======== Fragmento de lectura

Las decisiones del Gobierno legítimo

EL CONSEJO de Ministros designó ayer a los cuatro componentes de la nueva Junta de Jefes de Estado Mayor (JUJEM), abrió una vía para resolver definitivamente el problema de los ex miembros de la Unión Militar Democrática (UMD), y oficializó el nombramiento de un civil, Luis Roldán, como nuevo director general de la Guardia Civil. Se trata de tres decisiones de gran importancia, que simbolizan, por una parte, la madurez de las instituciones democráticas, y por otra, el afianzamiento del principio de la soberanía popular en que se asienta nuestro ordenamiento constitucional, incompatible con la decimonónica división entre poder civil y poder militar. Sobre el nombramiento, por primera vez en la historia, de un paisano como responsable de la Guardia Civil ya tuvimos ocasión de pronunciarnos el viernes pasado. Las otras dos resoluciones adoptadas ayer por el Gobierno merecen comentarios pormenorizados. Y sobre todo el reconocimiento ciudadano al Gobierno de Felipe González, que, pese a muchos problemas, con estas decisiones afianza sustantivamente la soberanía popular en la administración de los llamados asuntos de Estado.Los cuatro miembros de la JUJEM saliente han permanecido en el cargo desde que, en enero de 1984, entró en vigor la reforma de la ley orgánica de la Defensa. Anteriormente, los miembros de dicho organismo eran sustituidos a medida que iban cumpliendo la edad de pase a la reserva. La legislación actual permite mantener la cúpula militar a lo largo de toda la legislatura, con independencia de la edad de sus componentes. La JUJEM saliente es la primera que ha mantenido con el Ejecutivo unas relaciones plenamente normalizadas, apoyadas en la nueva definición de su función como "órgano colegiado de asesoramiento militar del presidente del Gobierno y del ministro de Defensa". Ello significa que a la cúpula militar corresponde la ejecución de las directrices políticas emanadas del Gobierno legítimo, rompiendo la ambigüedad que resultaba de su anterior definición como "órgano superior de la cadena de mando".

================
======== Material proporcionado

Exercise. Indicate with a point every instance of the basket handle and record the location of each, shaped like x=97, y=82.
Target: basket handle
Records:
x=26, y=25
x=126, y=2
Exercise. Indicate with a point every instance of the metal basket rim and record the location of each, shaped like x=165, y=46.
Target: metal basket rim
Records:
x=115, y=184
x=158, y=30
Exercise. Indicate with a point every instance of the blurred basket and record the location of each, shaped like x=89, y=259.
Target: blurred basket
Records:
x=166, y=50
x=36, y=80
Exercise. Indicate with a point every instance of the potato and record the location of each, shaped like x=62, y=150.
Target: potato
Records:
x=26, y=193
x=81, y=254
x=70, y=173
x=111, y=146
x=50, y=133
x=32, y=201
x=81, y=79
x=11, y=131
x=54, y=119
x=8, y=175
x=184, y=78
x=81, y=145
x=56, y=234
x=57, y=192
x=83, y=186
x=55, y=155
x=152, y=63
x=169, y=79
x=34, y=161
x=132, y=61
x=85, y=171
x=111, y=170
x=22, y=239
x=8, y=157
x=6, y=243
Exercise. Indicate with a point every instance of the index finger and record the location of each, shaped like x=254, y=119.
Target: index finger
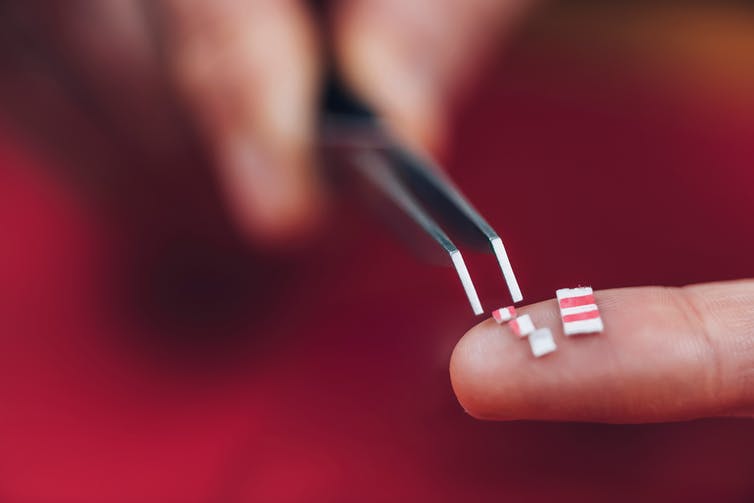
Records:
x=665, y=354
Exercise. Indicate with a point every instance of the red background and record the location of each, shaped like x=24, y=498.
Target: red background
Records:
x=167, y=369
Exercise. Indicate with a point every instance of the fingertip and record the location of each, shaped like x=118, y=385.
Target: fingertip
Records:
x=483, y=372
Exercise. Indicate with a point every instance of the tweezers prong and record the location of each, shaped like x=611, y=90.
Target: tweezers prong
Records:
x=379, y=172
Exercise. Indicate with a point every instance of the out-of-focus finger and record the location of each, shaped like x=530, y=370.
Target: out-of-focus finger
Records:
x=665, y=354
x=249, y=69
x=409, y=59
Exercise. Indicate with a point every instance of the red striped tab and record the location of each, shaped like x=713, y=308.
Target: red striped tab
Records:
x=582, y=300
x=579, y=311
x=589, y=315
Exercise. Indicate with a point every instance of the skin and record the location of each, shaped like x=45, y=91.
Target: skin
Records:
x=666, y=354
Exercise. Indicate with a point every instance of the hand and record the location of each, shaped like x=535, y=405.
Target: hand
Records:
x=247, y=73
x=666, y=354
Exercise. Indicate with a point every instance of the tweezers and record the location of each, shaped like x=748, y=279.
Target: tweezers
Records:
x=352, y=134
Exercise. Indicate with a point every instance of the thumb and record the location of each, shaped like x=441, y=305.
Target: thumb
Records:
x=665, y=354
x=409, y=59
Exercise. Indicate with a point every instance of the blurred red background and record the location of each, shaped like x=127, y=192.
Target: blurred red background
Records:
x=139, y=364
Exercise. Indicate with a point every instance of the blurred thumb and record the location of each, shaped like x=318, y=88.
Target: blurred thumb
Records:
x=410, y=59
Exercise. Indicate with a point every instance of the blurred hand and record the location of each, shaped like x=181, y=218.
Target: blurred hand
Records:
x=247, y=74
x=250, y=71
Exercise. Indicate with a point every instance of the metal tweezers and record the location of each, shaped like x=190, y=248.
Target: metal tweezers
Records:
x=352, y=135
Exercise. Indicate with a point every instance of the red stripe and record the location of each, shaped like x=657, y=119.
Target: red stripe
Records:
x=577, y=301
x=589, y=315
x=514, y=326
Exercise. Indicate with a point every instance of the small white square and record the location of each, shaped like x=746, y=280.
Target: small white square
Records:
x=567, y=293
x=504, y=314
x=541, y=342
x=522, y=326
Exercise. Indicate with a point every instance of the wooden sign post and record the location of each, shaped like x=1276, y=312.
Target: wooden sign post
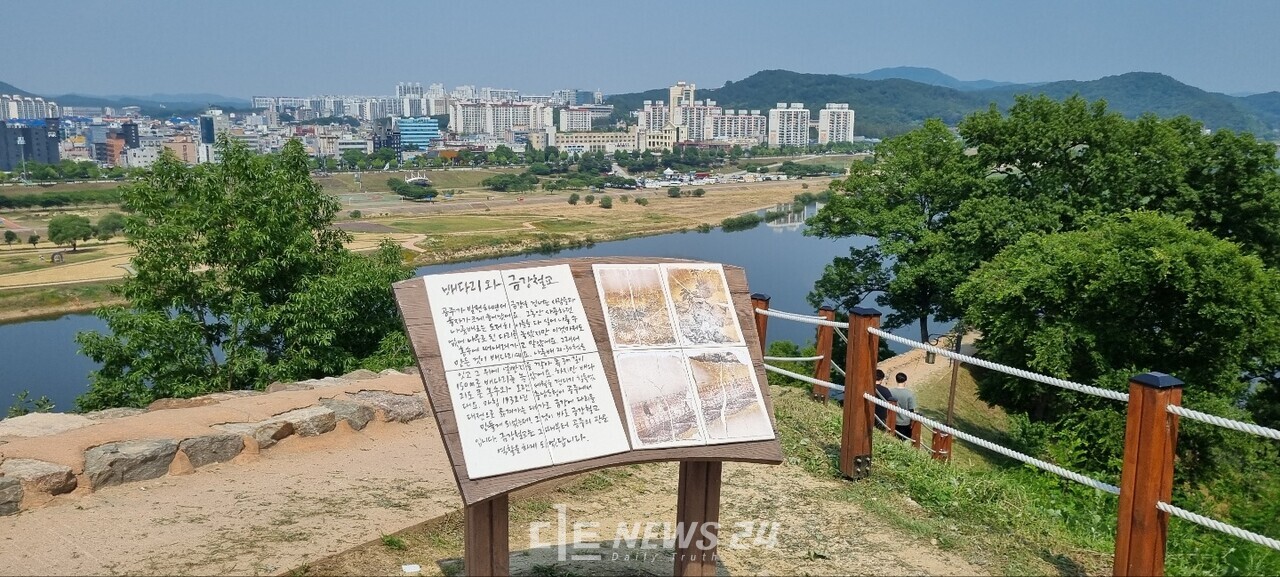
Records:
x=548, y=369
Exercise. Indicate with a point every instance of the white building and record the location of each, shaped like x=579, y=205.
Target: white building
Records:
x=789, y=126
x=835, y=123
x=693, y=117
x=740, y=124
x=654, y=115
x=681, y=95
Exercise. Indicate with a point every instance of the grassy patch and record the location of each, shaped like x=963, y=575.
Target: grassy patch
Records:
x=457, y=224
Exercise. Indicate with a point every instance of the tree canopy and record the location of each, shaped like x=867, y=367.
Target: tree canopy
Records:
x=240, y=279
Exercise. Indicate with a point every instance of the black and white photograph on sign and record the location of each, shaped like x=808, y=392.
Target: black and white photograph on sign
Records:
x=704, y=310
x=635, y=306
x=728, y=395
x=522, y=370
x=658, y=397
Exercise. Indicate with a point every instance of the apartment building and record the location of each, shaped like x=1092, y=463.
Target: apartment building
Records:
x=736, y=126
x=789, y=126
x=835, y=123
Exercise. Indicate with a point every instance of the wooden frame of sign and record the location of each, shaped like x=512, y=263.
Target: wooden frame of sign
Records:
x=485, y=499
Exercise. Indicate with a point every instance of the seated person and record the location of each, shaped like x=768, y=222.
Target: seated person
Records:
x=906, y=401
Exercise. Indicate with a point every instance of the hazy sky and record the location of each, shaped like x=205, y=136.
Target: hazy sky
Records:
x=242, y=47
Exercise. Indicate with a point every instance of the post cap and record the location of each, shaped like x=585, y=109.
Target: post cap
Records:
x=1157, y=380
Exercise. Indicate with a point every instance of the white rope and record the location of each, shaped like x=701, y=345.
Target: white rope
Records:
x=794, y=358
x=805, y=319
x=992, y=447
x=1219, y=526
x=1224, y=422
x=801, y=378
x=1008, y=370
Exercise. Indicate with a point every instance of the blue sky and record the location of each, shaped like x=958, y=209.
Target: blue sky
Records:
x=242, y=47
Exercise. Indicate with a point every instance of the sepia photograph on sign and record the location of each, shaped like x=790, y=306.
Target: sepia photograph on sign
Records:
x=635, y=306
x=728, y=395
x=659, y=402
x=704, y=312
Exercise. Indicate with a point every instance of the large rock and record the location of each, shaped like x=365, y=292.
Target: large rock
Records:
x=355, y=413
x=396, y=407
x=360, y=375
x=117, y=463
x=119, y=412
x=265, y=433
x=41, y=424
x=209, y=449
x=163, y=404
x=279, y=387
x=310, y=421
x=10, y=495
x=40, y=476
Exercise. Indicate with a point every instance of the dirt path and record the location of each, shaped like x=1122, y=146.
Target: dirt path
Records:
x=304, y=499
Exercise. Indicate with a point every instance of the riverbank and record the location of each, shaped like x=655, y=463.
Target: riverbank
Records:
x=460, y=230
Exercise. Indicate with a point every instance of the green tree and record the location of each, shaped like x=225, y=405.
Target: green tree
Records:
x=903, y=201
x=240, y=279
x=69, y=229
x=1127, y=294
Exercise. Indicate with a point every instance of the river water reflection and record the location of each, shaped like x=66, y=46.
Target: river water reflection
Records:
x=41, y=356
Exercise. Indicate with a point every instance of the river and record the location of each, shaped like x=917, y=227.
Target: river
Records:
x=41, y=355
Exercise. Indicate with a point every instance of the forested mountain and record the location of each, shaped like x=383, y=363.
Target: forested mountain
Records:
x=894, y=105
x=928, y=76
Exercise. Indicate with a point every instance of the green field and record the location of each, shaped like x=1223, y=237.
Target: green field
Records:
x=458, y=224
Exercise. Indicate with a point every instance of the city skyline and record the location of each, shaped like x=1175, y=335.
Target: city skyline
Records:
x=245, y=49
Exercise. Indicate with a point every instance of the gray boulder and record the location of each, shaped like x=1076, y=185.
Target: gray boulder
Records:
x=310, y=421
x=209, y=449
x=40, y=476
x=10, y=495
x=265, y=433
x=355, y=413
x=396, y=407
x=117, y=463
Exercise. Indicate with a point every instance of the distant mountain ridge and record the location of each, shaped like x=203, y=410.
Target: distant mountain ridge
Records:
x=896, y=105
x=929, y=76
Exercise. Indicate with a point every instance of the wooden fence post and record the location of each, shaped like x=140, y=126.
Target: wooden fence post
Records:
x=941, y=445
x=698, y=513
x=855, y=439
x=762, y=323
x=822, y=371
x=487, y=549
x=1147, y=474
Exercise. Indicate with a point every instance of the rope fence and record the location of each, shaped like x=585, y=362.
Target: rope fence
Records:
x=1006, y=370
x=1219, y=526
x=1224, y=422
x=995, y=448
x=794, y=358
x=803, y=378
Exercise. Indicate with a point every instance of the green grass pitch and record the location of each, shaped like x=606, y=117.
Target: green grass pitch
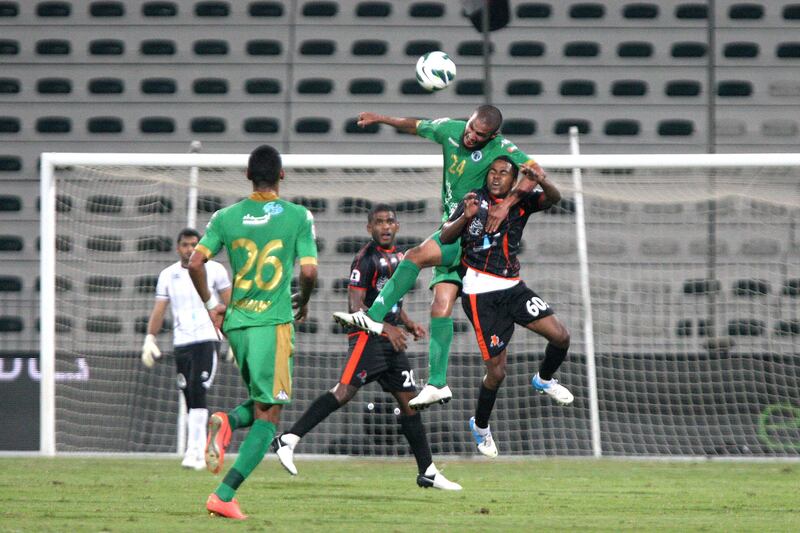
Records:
x=152, y=495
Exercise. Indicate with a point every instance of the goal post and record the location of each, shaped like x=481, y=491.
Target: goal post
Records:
x=687, y=363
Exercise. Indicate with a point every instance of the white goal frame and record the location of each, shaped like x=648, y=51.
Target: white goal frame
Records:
x=50, y=161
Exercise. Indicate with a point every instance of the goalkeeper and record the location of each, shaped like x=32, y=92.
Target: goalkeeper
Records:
x=495, y=299
x=468, y=148
x=263, y=236
x=195, y=339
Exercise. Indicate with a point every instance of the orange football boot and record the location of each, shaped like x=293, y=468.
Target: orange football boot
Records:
x=229, y=509
x=219, y=436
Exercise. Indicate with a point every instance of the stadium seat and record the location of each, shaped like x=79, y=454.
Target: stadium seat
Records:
x=526, y=49
x=264, y=47
x=106, y=47
x=469, y=87
x=104, y=125
x=54, y=86
x=312, y=125
x=635, y=49
x=577, y=88
x=682, y=88
x=320, y=9
x=265, y=9
x=107, y=9
x=212, y=9
x=103, y=284
x=426, y=10
x=158, y=47
x=159, y=9
x=373, y=9
x=746, y=12
x=369, y=47
x=261, y=125
x=534, y=10
x=157, y=125
x=315, y=86
x=155, y=203
x=587, y=11
x=9, y=85
x=629, y=88
x=104, y=243
x=581, y=49
x=53, y=47
x=159, y=243
x=210, y=86
x=106, y=86
x=367, y=86
x=685, y=50
x=53, y=9
x=417, y=48
x=524, y=88
x=105, y=204
x=262, y=86
x=53, y=125
x=211, y=47
x=692, y=11
x=640, y=11
x=10, y=284
x=741, y=50
x=9, y=125
x=318, y=47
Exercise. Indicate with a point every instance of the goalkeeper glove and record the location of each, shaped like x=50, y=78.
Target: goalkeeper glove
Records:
x=150, y=351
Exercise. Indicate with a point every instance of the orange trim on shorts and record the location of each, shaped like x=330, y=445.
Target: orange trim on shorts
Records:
x=355, y=357
x=473, y=301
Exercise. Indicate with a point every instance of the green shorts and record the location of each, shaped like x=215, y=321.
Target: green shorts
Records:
x=264, y=355
x=448, y=272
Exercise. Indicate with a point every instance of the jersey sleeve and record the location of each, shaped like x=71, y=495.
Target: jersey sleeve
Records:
x=361, y=272
x=306, y=248
x=435, y=130
x=162, y=286
x=212, y=240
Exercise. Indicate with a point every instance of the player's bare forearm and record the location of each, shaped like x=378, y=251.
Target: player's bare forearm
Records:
x=197, y=271
x=403, y=125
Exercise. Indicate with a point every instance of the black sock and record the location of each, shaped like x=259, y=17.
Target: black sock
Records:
x=553, y=357
x=486, y=398
x=316, y=413
x=415, y=435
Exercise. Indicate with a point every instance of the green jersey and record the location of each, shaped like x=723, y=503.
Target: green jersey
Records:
x=464, y=169
x=263, y=236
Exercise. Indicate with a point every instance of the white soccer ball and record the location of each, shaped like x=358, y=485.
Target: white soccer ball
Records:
x=435, y=71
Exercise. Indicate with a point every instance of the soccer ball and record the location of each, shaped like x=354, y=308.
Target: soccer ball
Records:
x=435, y=71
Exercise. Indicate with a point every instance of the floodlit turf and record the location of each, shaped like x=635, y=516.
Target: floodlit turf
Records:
x=153, y=495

================

Consigna 1:
Vuelca en una tabla Markdown, con las columnas "N.º" y "Línea", las líneas de los registros: empieza en la que contiene "Exercise. Indicate with a point every instance of the riverbank" y termina en la que contiene "x=41, y=355", ambas incluidas. Omite las líneas en blanco.
Consigna 2:
Prosigue el texto sobre las decisiones del Consejo de Ministros a partir de la última oración del fragmento.

Respuesta 1:
| N.º | Línea |
|---|---|
| 1 | Exercise. Indicate with a point every instance of the riverbank and record the location of each, shaped like x=655, y=463. |
| 2 | Target: riverbank |
| 3 | Records: |
| 4 | x=460, y=230 |
| 5 | Exercise. Indicate with a point every instance of the green tree and record the location of each, shaped like x=225, y=405. |
| 6 | Target: green tree |
| 7 | Records: |
| 8 | x=903, y=201 |
| 9 | x=240, y=279 |
| 10 | x=69, y=229 |
| 11 | x=1127, y=294 |
| 12 | Exercise. Indicate with a point every instance of the river water reflection and record the location of each, shaped like x=66, y=46. |
| 13 | Target: river water reflection |
| 14 | Records: |
| 15 | x=41, y=356 |
| 16 | Exercise. Indicate with a point every instance of the river and record the location of each, shaped like x=917, y=227. |
| 17 | Target: river |
| 18 | Records: |
| 19 | x=41, y=355 |

Respuesta 2:
Las cautas reformas que Narcís Serra ha ido introduciendo en el área de su responsabilidad han contribuido en medida considerable a adecuar las relaciones entre las Fuerzas Armadas y el conjunto de la sociedad a los principios de un Estado de derecho. Llama la atención, sin embargo, el hecho de que las peculiaridades de la carrera militar determinen todavía ese anacronismo social que supone que, en la práctica, los oficiales sólo puedan acceder a la cúpula militar cuando están próximos al final de su carrera, casi siempre después de superados los 60 años. Eso no ocurre en otros ámbitos de la actividad profesional, y humana en general, aunque es cierto que es una situación común a casi todos los ejércitos del mundo. Resulta particularmente anacrónico porque cada vez más la eficacia en la responsabilidad militar va asociada a complejos conocimientos tecnológicos. Con todo, es evidente el avance producido en los últimos años en esa adecuación a la sociedad civil.

El problema de la plena aplicación de la amnistía a los ex miembros de la UMD es, por definición, un problema específicamente político, es decir, no puramente castrense. Y como tal debe ser abordado. La noticia, difundida la semana pasada, de que tres de los miembros de la Junta de Jefes de Estado Mayor ahora sustituida eran contrarios a la fórmula prevista por el Gobierno para resolver definitivamente el problema de la reincorporación al Ejército de los nueve oficiales condenados hace una década por su vinculación a la UMD no constituye, propiamente hablando, una novedad. Nada hay de sorprendente, en efecto, en que, por ejemplo, el hasta ayer jefe del Estado Mayor del Ejército de Tierra, teniente general José María Sáenz de Tejada -que en su día, a fines de 1974, fue el encargado de investigar las actividades de la UMD, calificada en la sentencia condenatoria de "entidad subversiva que pretende cambiar las instituciones fundamentales de la nación"-, se muestre personalmente contrario a la reparación moral que para los nueve oficiales condenados en marzo de 1976 supone el cumplimiento por parte del Gobierno de su compromiso electoral de resolver definitivamente ese problema.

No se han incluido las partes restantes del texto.